══ GIVEN TEXT ══

They say you find the best stories when you get off the main road and take the two-lane. That couldn’t be any truer as you wind through both the curves of the highway and the history along the Old Tennessee Settlers to Soldiers Trail. While traversing only 84 miles, you’ll find yourself immersed in centuries of tales and historical moments at the 99 stops of the Old Tennessee Settlers to Soldiers Trail.
Here are a few can’t-miss spots along the way that witnessed Tennessee’s storied history firsthand and molded it into the beautiful place we know today.
The only designated Great American Main Street in the state runs through the heart of historic downtown Franklin. Park the car and step back into a simpler time with a stroll through the locally-owned shops and restaurants that line the iconic street. Be sure to savor your moment as a star standing under the lights at the 1930s era Franklin Theatre, or grab a bite at Gray’s On Main which spent its first 70 years as the local pharmacy.
You can’t leave Franklin without a visit to the Civil War sites that witnessed The Battle of Franklin. Stops at Carnton Plantation, Carter House and Lotz House will walk you through the events of that Nov. 30, 1864 night, from the perspective of three different families and the effects it had on them and the city for many years that followed.

═══

● **TASK 1**:
Check each statement against the trail text and mark it yes or no, quoting the words of the text that settle it: (a) The trail stretches 99 miles. (b) Gray's On Main was the local pharmacy for its first 70 years. (c) The Civil War stops in Franklin tell the events from the view of a single family.
● **TASK 2**:
Write out the part of the trail text between "Here are a few" and "the local pharmacy.", inclusive, word for word.

══ DATA SECTION ══

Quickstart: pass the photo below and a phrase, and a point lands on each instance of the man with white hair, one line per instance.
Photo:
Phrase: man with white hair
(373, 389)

═══

● **RESPONSE AREA 1**:
(a) No: "While traversing only 84 miles"
(b) Yes: "which spent its first 70 years as the local pharmacy"
(c) No: "from the perspective of three different families"

● **RESPONSE AREA 2**:
Here are a few can’t-miss spots along the way that witnessed Tennessee’s storied history firsthand and molded it into the beautiful place we know today.
The only designated Great American Main Street in the state runs through the heart of historic downtown Franklin. Park the car and step back into a simpler time with a stroll through the locally-owned shops and restaurants that line the iconic street. Be sure to savor your moment as a star standing under the lights at the 1930s era Franklin Theatre, or grab a bite at Gray’s On Main which spent its first 70 years as the local pharmacy.